◆ DOCUMENT SEGMENT ◆
--------------------

The same thing can be said for businesses. What makes one business a success and another a failure isn’t always apparent. Great founders fail all the time.
Warren Buffett, Chairman and CEO of Berkshire Hathaway, has a model for this: the Institutional Imperative. This concept has changed the way he invests in companies and how he chooses which leaders to bet on.
The Institutional Imperative
In his 1990 letter to shareholders, Warren Buffett defined a term he had used in the previous years’ letter:
Institutional Imperative, noun
“the tendency of executives to mindlessly imitate the behavior of their peers, no matter how foolish it may be to do so.”
- Warren Buffett, 1990 Shareholder Letter
Buffett suggested that institutions tend to fall into four traps which he calls imperatives. These imperatives are the default behaviors at most organizations who are not actively resisting them.
Buffett’s own words explain the 4 imperatives best:
“(1) As if governed by Newton's First Law of Motion, an institution will resist any change in its current direction;
(2) Just as work expands to fill available time, corporate projects or acquisitions will materialize to soak up available funds;
(3) Any business craving of the leader, however foolish, will be quickly supported by detailed rate-of-return and strategic studies prepared by his troops; and
(4) The behavior of peer companies, whether they are expanding, acquiring, setting executive compensation or whatever, will be mindlessly imitated.”

--------------------

◆ STATED TASK A ◆
Answer these questions from the passage on the Institutional Imperative:
(i) Which company does Warren Buffett chair?
(ii) In which year's shareholder letter did Buffett define the term?
(iii) According to the first imperative, what will an institution resist?
◆ STATED TASK B ◆
Please quote the part of the passage on the Institutional Imperative that opens with the words containing "The same thing" and closes with "actively resisting them.".
The entries come from a different source than the passage on the Institutional Imperative.

--------------------

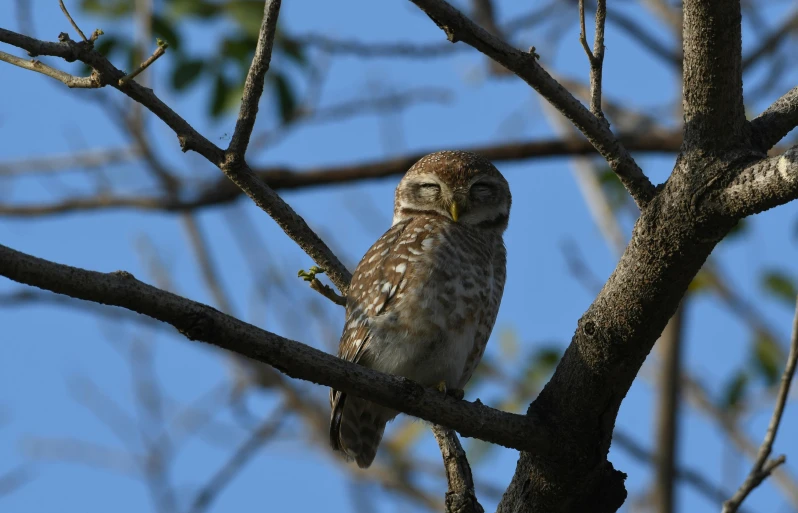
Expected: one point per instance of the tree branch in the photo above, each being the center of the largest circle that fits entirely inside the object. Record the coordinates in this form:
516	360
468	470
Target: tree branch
460	498
459	28
70	81
762	185
777	121
763	466
253	87
240	173
286	178
206	324
596	57
714	113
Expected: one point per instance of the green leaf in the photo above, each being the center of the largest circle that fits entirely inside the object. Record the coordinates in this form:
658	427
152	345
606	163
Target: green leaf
106	45
240	49
616	192
110	8
767	359
735	390
186	72
198	8
780	286
700	283
164	29
286	100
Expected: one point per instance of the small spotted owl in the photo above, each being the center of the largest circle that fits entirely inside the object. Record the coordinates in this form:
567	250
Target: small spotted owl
423	300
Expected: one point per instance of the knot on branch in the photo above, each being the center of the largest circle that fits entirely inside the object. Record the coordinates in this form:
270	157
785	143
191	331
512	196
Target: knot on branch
196	326
607	491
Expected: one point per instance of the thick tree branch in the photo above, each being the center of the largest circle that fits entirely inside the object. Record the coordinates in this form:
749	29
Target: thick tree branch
714	113
239	172
765	184
460	498
200	322
772	41
524	64
253	87
763	466
777	121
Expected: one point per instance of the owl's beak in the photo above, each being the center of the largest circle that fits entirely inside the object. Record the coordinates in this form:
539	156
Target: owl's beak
455	209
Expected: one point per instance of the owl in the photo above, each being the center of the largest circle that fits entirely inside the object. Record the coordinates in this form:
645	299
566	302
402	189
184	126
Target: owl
423	300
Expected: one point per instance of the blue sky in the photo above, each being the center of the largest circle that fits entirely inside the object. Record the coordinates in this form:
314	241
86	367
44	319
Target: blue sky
43	348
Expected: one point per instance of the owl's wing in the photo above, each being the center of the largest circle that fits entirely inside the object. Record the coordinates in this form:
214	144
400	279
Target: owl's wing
376	282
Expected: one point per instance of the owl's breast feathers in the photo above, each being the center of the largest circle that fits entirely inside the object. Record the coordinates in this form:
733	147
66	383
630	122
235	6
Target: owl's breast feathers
425	279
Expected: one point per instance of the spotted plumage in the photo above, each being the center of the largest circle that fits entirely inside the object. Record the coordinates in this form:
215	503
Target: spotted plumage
424	298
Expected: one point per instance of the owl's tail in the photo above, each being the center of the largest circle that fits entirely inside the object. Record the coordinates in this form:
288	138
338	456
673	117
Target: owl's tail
356	427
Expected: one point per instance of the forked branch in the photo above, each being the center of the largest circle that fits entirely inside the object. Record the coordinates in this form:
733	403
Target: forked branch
240	173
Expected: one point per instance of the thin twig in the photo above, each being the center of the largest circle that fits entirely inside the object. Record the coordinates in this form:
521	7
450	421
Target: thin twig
595	57
583	32
191	140
162	46
69	17
525	64
763	466
253	87
460	498
70	81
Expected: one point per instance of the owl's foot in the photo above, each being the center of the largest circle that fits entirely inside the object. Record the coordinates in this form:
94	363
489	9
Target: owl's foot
457	393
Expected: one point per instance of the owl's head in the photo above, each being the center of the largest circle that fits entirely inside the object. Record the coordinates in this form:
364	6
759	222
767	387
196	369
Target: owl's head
462	187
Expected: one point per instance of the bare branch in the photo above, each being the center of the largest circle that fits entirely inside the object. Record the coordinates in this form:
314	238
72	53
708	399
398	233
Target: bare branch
70	81
375	49
700	399
285	178
162	46
714	113
240	173
69	17
460	498
200	322
763	466
596	57
253	87
668	410
777	121
459	28
762	185
327	292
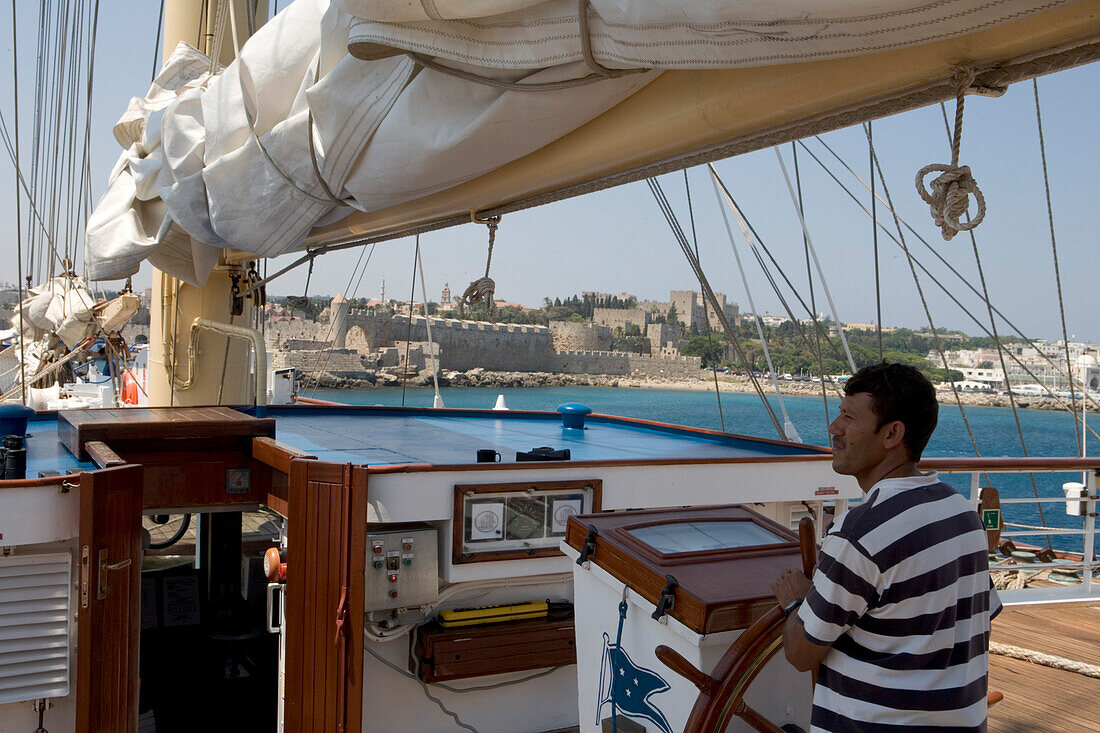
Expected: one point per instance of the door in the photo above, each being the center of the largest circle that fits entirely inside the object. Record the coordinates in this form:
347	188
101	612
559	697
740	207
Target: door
109	615
326	559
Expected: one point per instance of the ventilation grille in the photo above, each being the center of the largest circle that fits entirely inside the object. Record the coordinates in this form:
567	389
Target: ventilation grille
34	612
801	510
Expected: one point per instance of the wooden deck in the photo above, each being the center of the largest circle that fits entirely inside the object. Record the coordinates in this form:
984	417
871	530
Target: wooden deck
1038	698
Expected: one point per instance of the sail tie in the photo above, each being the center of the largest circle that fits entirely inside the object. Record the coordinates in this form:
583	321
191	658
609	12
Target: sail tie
948	195
483	288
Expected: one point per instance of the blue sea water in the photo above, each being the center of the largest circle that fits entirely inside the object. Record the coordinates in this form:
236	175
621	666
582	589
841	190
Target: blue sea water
1046	433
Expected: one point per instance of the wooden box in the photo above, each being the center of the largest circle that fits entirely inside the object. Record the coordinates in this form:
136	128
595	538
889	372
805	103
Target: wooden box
722	589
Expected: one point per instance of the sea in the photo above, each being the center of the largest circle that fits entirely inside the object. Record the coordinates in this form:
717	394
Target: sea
1045	433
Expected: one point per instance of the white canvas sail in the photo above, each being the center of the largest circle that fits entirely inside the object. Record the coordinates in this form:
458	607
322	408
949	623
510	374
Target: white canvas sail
299	133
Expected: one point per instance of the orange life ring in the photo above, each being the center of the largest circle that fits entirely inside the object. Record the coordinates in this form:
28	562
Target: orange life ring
129	389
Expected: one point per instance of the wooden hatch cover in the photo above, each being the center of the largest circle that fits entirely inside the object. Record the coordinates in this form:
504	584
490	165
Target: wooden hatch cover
140	428
725	586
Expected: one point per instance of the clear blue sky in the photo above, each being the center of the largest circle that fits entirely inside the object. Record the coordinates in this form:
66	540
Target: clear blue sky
617	241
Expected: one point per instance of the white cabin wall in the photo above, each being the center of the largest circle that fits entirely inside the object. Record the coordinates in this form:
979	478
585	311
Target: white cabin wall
20	717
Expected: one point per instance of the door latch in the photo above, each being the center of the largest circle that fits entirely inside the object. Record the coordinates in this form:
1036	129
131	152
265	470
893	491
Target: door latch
103	567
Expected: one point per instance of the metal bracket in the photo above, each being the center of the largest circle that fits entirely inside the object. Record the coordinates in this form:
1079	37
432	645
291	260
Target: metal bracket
590	545
668	598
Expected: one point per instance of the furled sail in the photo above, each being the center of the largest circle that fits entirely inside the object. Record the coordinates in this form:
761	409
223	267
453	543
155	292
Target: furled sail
384	116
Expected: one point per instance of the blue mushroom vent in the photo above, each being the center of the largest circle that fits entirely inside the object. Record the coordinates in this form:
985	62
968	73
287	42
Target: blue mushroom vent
13	419
573	414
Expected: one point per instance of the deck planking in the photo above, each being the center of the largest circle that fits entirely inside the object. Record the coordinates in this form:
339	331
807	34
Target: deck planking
1038	698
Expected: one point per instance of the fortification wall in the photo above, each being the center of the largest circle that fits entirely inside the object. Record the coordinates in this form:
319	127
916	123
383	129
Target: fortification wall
338	362
626	364
496	347
620	317
580	337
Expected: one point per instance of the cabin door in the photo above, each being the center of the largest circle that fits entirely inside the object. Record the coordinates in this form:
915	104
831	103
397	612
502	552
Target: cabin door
325	587
109	613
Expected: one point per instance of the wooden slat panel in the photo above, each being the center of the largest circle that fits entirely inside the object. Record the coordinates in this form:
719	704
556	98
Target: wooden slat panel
109	626
327	547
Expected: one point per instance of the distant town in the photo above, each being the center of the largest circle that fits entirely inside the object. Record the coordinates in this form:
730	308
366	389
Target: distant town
363	341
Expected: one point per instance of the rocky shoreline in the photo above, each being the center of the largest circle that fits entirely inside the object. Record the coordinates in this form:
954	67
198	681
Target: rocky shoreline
481	378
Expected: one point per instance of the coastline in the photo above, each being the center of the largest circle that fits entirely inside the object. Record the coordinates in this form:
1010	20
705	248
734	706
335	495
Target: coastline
481	378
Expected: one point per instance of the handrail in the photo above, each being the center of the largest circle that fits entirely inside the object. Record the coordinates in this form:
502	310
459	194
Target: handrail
1000	465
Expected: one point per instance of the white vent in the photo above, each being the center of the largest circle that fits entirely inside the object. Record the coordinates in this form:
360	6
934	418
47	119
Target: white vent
813	510
34	627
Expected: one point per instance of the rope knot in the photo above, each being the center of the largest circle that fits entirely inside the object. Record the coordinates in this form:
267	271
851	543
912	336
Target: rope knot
949	197
482	288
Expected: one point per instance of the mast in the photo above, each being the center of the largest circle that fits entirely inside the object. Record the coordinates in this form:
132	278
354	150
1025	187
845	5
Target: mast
218	376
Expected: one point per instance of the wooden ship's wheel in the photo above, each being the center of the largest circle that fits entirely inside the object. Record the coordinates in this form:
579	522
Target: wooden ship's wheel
722	692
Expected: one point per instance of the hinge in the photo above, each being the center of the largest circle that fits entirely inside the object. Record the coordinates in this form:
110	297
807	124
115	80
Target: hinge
85	569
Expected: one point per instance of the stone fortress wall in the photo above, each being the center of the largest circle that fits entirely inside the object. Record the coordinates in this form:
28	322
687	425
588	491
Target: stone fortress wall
463	345
618	363
580	337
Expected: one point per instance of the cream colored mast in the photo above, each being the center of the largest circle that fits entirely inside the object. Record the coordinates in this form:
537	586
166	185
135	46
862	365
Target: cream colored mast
199	351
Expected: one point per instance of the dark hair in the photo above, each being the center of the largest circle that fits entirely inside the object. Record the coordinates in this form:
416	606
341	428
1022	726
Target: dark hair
899	392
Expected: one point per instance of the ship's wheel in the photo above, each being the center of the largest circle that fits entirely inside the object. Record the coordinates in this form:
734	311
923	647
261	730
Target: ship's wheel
722	692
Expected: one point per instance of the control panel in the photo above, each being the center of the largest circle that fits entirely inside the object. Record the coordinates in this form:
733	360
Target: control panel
402	567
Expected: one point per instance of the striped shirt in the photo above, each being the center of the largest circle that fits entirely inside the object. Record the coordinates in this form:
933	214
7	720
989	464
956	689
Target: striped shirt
902	595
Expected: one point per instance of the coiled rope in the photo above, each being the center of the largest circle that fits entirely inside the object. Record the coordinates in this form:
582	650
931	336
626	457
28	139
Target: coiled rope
949	194
483	288
1045	659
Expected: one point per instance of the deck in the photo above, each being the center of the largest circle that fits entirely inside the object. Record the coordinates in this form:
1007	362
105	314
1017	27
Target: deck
1038	698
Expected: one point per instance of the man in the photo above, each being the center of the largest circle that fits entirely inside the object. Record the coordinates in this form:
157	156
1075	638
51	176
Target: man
897	616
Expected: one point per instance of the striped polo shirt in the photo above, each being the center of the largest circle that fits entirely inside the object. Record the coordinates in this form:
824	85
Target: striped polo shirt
902	594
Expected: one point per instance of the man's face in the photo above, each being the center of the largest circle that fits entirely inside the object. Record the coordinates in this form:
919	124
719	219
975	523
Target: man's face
857	446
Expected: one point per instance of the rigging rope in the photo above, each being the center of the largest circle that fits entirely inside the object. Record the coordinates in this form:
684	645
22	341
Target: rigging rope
1057	273
817	264
328	332
920	291
662	203
875	239
949	195
997	339
788	425
408	331
810	279
1045	659
483	288
710	331
19	236
795	321
1018	332
432	354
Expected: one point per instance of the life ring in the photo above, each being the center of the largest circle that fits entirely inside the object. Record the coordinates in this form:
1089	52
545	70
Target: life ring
129	389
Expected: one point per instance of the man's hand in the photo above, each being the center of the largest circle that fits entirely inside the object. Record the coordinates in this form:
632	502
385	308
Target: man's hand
803	654
792	584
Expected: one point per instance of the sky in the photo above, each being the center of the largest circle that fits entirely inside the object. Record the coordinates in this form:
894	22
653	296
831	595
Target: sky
617	240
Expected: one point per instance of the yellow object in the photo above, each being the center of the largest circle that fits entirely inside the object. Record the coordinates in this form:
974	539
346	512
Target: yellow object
493	614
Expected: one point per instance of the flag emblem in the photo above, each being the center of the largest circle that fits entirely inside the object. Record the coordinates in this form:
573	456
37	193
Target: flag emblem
629	687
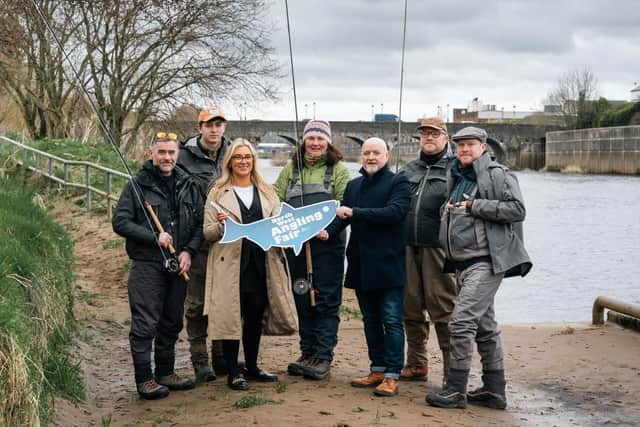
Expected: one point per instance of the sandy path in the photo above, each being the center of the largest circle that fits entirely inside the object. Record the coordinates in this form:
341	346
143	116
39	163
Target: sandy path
557	374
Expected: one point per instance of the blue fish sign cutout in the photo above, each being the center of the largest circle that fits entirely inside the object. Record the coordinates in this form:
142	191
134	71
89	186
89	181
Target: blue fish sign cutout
291	229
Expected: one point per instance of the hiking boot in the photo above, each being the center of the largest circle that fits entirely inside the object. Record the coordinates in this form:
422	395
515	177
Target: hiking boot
176	382
447	398
371	380
317	369
453	395
203	371
151	390
388	387
492	394
297	367
237	383
414	373
484	397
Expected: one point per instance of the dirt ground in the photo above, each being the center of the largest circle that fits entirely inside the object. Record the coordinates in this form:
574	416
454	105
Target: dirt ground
557	374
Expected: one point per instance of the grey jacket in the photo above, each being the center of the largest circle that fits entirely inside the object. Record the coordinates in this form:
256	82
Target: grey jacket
499	206
428	193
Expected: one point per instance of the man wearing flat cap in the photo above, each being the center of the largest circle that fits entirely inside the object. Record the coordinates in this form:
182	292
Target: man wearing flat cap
428	289
481	233
201	157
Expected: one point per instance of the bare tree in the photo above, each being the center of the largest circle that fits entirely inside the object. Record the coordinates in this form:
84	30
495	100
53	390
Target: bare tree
32	68
575	92
140	59
147	57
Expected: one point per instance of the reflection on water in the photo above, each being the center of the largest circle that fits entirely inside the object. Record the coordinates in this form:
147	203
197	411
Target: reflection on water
583	236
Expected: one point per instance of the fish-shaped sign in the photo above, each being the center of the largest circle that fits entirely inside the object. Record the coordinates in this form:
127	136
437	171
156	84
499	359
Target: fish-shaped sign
290	229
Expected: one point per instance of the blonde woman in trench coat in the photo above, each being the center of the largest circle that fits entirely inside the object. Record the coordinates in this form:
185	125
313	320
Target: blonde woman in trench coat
247	289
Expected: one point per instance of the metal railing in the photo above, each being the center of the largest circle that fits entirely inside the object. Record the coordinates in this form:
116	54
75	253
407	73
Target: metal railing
49	168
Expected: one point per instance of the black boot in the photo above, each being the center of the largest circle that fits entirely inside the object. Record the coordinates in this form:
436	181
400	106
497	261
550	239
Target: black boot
453	395
492	394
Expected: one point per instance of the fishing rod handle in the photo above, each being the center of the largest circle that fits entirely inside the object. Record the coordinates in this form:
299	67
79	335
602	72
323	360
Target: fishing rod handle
156	221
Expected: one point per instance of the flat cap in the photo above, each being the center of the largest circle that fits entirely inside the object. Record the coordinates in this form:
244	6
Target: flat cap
470	132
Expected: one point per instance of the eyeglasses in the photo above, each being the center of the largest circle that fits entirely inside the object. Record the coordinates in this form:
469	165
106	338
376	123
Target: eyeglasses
240	157
432	133
165	135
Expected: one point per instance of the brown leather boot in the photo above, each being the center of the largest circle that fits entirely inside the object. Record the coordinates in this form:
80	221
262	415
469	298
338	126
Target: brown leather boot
388	387
414	373
446	362
371	380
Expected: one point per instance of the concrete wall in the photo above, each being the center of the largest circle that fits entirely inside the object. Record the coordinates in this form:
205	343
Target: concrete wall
600	150
515	145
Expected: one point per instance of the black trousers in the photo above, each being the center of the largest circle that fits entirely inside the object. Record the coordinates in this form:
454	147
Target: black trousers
252	306
156	299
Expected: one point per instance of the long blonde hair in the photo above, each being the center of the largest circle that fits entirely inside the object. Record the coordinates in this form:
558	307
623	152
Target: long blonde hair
263	187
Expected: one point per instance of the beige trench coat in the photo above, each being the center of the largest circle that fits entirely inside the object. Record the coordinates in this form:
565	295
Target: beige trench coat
222	286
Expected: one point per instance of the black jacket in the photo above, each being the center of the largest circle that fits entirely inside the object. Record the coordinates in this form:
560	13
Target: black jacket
376	249
184	222
197	163
428	194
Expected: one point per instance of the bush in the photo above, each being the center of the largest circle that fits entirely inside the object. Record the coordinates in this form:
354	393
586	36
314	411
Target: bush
36	278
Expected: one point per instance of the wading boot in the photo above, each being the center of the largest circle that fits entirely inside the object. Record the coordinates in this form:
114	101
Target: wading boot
317	369
176	382
388	387
492	393
203	371
297	367
151	390
414	373
371	380
453	395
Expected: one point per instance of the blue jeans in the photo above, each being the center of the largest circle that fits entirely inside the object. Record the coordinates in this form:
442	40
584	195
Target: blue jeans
382	311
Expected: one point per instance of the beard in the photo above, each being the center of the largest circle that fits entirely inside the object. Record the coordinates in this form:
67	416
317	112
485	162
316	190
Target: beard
372	169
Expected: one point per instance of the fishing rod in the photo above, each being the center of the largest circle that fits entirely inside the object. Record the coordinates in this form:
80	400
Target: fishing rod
404	38
168	262
300	286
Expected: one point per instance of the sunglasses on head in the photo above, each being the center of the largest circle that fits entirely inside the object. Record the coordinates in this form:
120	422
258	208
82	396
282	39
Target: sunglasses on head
164	135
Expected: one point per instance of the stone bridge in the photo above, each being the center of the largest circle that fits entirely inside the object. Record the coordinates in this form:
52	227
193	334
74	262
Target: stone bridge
517	146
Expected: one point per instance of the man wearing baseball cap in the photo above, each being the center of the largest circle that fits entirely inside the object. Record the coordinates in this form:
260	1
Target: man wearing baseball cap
428	289
482	236
201	156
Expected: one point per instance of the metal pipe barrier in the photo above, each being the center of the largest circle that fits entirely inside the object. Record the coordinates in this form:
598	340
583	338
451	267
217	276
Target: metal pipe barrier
66	179
601	303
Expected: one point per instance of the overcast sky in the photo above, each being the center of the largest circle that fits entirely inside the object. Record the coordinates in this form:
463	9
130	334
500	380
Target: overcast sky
347	54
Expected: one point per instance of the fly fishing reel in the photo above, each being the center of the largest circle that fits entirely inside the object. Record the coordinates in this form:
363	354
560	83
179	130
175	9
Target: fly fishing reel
171	265
301	286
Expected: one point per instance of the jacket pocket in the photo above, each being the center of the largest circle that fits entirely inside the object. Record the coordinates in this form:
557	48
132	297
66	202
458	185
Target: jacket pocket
463	230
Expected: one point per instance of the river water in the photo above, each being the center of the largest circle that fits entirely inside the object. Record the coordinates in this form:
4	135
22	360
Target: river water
583	235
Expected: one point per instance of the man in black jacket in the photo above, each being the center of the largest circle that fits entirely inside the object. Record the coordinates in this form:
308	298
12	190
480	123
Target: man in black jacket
427	287
375	205
156	296
201	157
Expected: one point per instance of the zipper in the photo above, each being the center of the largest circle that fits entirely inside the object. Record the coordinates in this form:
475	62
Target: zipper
420	191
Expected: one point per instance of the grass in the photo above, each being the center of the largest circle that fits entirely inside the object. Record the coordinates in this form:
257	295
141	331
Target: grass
252	400
36	300
94	151
350	313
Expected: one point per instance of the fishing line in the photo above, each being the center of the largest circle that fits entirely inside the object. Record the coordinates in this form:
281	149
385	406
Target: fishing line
103	125
295	106
404	38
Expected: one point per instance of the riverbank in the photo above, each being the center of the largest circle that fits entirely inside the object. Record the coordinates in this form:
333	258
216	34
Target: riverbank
36	322
559	374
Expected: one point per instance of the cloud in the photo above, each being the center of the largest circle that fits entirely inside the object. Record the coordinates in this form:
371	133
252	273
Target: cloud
347	54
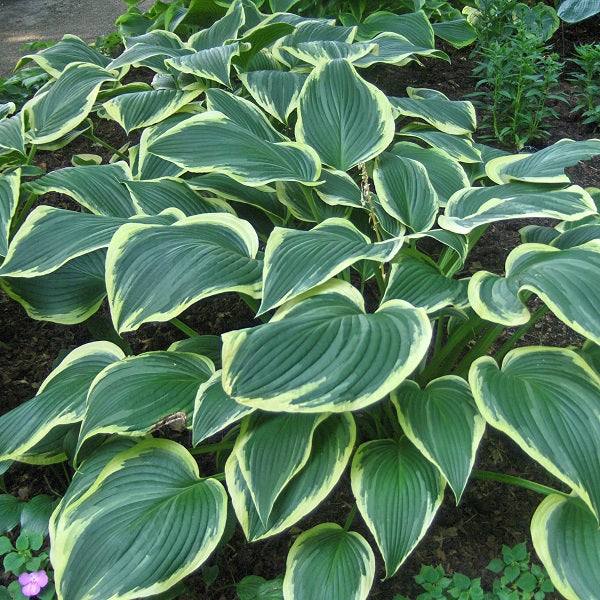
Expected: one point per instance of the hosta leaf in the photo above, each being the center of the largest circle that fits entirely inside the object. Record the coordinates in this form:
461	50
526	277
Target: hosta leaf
100	188
71	294
556	276
243	113
344	118
214	410
445	173
12	135
322	352
229	189
546	399
443	422
144	108
296	261
196	257
69	50
331	447
405	192
9	197
276	92
55	112
566	537
221	31
210	142
329	562
456	117
321	51
155	195
131	396
338	188
546	166
459	147
212	63
398	492
60	400
101	540
270	450
51	237
423	285
396	50
471	207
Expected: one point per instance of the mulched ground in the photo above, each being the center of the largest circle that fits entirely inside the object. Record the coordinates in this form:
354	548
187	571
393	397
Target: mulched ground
464	538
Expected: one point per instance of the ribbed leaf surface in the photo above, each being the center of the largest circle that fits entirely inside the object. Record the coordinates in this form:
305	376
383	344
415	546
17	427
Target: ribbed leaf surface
476	206
154	272
55	112
152	491
546	399
398	492
100	188
344	118
556	276
405	192
331	447
296	261
210	142
132	396
328	562
566	537
59	401
443	422
323	353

--------------------

◆ FULL OUTPUT A ◆
(i) Berkshire Hathaway
(ii) 1990
(iii) Any change in its current direction

◆ FULL OUTPUT B ◆
The same thing can be said for businesses. What makes one business a success and another a failure isn’t always apparent. Great founders fail all the time.
Warren Buffett, Chairman and CEO of Berkshire Hathaway, has a model for this: the Institutional Imperative. This concept has changed the way he invests in companies and how he chooses which leaders to bet on.
The Institutional Imperative
In his 1990 letter to shareholders, Warren Buffett defined a term he had used in the previous years’ letter:
Institutional Imperative, noun
“the tendency of executives to mindlessly imitate the behavior of their peers, no matter how foolish it may be to do so.”
- Warren Buffett, 1990 Shareholder Letter
Buffett suggested that institutions tend to fall into four traps which he calls imperatives. These imperatives are the default behaviors at most organizations who are not actively resisting them.